**TEXT SEGMENT**
============================================================
BAMAKO (Reuters) - Voters in Mali headed to the polls on Sunday but turnout was low for a second round of legislative elections meant to complete democratic transition after a coup last year led to an Islamist takeover of the north.
A French-led military intervention in January drove al Qaeda-linked fighters from northern towns, and Malians elected President Ibrahim Boubacar Keita in an August runoff.
Completion of the parliamentary vote should unlock $3.25 billion pledged by donors to rebuild the impoverished country and develop its lawless desert north.
The first round last month was marred by abuses, however, including ballot box theft, though observers later said the incidents had no effect on the outcome.
No such violence was reported during Sunday’s vote but turnout remained poor, with many polling stations seeing only a trickle of voters.
“I’ve just gone around to visit polling stations and I’ll admit that I’m worried by this situation,” said Aliou Dao, who voted in the riverside capital Bamako. “What has happened that’s made Malians refuse to vote?”
============================================================
**DATA ENTRIES**
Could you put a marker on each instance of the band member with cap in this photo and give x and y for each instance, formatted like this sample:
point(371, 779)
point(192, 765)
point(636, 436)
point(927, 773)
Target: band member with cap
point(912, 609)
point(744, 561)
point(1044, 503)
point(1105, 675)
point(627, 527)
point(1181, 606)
============================================================
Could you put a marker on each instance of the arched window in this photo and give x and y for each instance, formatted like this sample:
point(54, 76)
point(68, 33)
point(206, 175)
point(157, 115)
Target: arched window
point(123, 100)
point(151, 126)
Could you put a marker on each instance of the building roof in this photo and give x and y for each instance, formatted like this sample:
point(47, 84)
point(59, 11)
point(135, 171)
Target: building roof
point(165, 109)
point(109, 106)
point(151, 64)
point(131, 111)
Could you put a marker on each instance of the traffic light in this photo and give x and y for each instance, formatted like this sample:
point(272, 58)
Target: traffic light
============================================================
**TO BE DONE**
A. Name every day of the week and month that the Mali election report mentions.
B. Output the lines of the listing as a Markdown table with the columns Row and Line. Start at the line that contains "Could you put a marker on each instance of the band", end at the line that contains "point(1181, 606)", and leave out blank lines.

**OUTPUTS FOR THE TASKS**
A. Sunday, January, August

B.
| Row | Line |
|---|---|
| 1 | Could you put a marker on each instance of the band member with cap in this photo and give x and y for each instance, formatted like this sample: |
| 2 | point(371, 779) |
| 3 | point(192, 765) |
| 4 | point(636, 436) |
| 5 | point(927, 773) |
| 6 | Target: band member with cap |
| 7 | point(912, 609) |
| 8 | point(744, 561) |
| 9 | point(1044, 503) |
| 10 | point(1105, 675) |
| 11 | point(627, 527) |
| 12 | point(1181, 606) |